Factors Affecting Adherence to Antihypertensive Medication.

Author information

1
Department of Family Medicine, University of Ulsan College of Medicine, Seoul, Korea.
2
Department of Family Medicine, Veterans Health Service Medical Center, Seoul, Korea.
3
Department of Family Medicine, Dankook University College of Medicine, Cheonan, Korea.
4
Department of Family Medicine, Keimyung University Dongsan Hospital, Keimyung University College of Medicine, Daegu, Korea.
5
Department of Family Medicine, Ulsan University Hospital, University of Ulsan College of Medicine, Ulsan, Korea.
6
Departments of Family Medicine, Pusan National University Yangsan Hospital, Yangsan, Korea.
7
Department of Medical Education, Pusan National University School of Medicine, Yangsan, Korea.

Abstract

BACKGROUND:

Hypertension is a major contributor to the global disease burden of cardiovascular and cerebrovascular disease. The aim of this study was to determine demographic and clinical factors associated with adherence to antihypertensive medication.

Apply what you read>
• a. List every city named in the affiliations of the antihypertensive medication adherence text, without repeating any.
• b. According to the antihypertensive medication adherence text, what was the study's aim?
• c. Write the next part of the antihypertensive medication adherence text, starting after its last sentence.

Records>
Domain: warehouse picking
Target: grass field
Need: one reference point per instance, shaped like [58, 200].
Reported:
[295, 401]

--

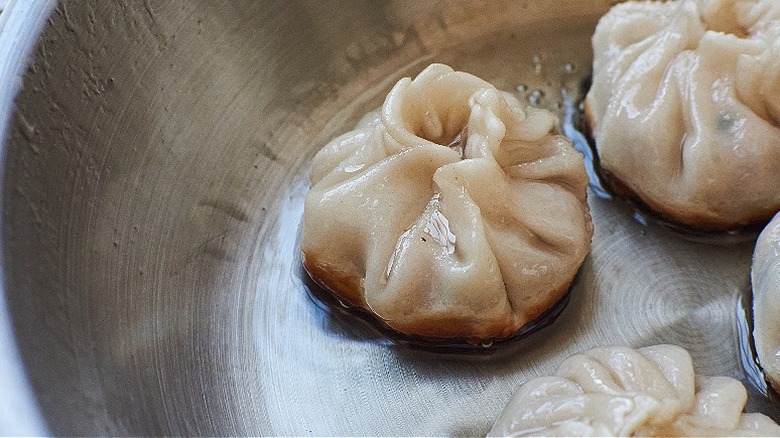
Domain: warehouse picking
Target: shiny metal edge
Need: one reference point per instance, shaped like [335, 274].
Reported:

Responses per task>
• a. Seoul, Cheonan, Daegu, Ulsan, Yangsan

• b. To determine demographic and clinical factors associated with adherence to antihypertensive medication.

• c.
METHODS:

From August 2012 to February 2015, we recruited 1,523 Korean patients with hypertension who visited family physicians. The study was conducted in 24 facilities located in urban and metropolitan areas. Of these facilities, two were primary care clinics and 22 were level 2 or 3 hospitals. Adherence was assessed using the pill count method; a cut-off value of 80% was used as the criterion for good adherence. Sociodemographic and lifestyle factors were compared between the adherent and nonadherent groups using the chi-square test for categorical variables and t-test for continuous variables. Binary logistic regression analysis was performed with medication adherence as the outcome variable.

RESULTS:

Of the 1,523 patients, 1,245 (81.7%) showed good adherence to antihypertensive medication. In the multivariate logistic analysis, age ≥65 years, exercise, treatment in a metropolitan-located hospital, being on ≥2 classes of antihypertensive medication and concomitant medication for diabetes, and a family history of hypertension or cardiovascular diseases were associated with good adherence. Patients who had a habit of high salt intake were less adherent to medication.

CONCLUSION:

Multiple classes of antihypertensive medications, concomitant medication, and exercise were associated with good adherence to antihypertensive medication, and high salt intake was associated with poor adherence to antihypertensive medication. These factors should be considered to improve hypertension control.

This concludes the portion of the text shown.